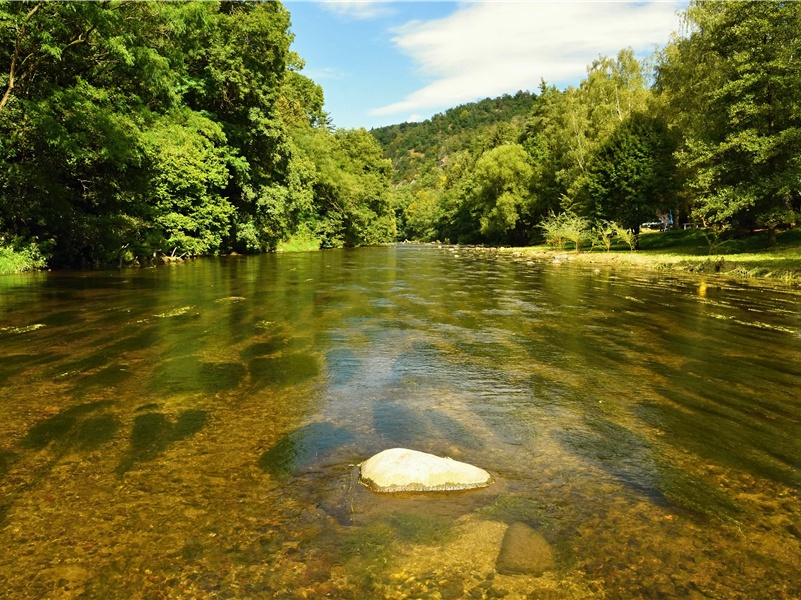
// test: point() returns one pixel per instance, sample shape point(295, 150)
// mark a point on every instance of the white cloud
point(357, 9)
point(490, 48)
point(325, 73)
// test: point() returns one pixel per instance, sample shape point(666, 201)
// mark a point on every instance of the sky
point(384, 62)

******

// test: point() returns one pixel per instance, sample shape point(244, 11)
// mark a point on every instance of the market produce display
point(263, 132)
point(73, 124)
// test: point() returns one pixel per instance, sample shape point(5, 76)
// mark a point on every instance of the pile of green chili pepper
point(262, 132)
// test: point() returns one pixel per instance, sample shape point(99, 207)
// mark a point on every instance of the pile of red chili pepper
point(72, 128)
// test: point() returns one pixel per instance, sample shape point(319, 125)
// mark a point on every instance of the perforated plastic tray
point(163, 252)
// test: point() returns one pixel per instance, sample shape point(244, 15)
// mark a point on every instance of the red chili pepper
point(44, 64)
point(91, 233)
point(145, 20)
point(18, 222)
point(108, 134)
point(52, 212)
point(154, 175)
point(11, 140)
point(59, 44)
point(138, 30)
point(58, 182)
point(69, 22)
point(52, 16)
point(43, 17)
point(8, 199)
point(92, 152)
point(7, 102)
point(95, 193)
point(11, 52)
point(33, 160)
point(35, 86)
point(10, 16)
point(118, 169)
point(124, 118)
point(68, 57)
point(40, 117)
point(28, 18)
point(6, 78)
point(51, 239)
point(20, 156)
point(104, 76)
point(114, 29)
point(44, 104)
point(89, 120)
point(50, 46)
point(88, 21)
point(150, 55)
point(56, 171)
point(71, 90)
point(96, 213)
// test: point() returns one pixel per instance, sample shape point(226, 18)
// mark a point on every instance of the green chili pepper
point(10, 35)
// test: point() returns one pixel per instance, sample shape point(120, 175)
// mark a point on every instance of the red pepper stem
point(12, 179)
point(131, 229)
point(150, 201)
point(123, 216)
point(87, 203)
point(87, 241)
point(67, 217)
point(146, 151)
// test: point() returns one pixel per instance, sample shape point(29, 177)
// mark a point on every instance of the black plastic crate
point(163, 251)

******

Work order: What you give back should be only the lines of the records above, starting at the line with "shape point(5, 76)" and ending at the line with "shape point(244, 15)", restated word for word.

Task answer:
// test: point() returns one pixel per instance, sample shape point(5, 76)
// mark a point on every instance of the pile of green chili pepper
point(262, 132)
// test: point() returns one pixel per instance, sample shape point(99, 207)
// mark a point on every instance of the pile of red chili pepper
point(72, 128)
// test: point() returns one pixel per instance, sample shape point(319, 125)
// mark a point on every instance of the perforated plastic tray
point(163, 252)
// test: point() returns one pixel per instance, sample shape point(244, 15)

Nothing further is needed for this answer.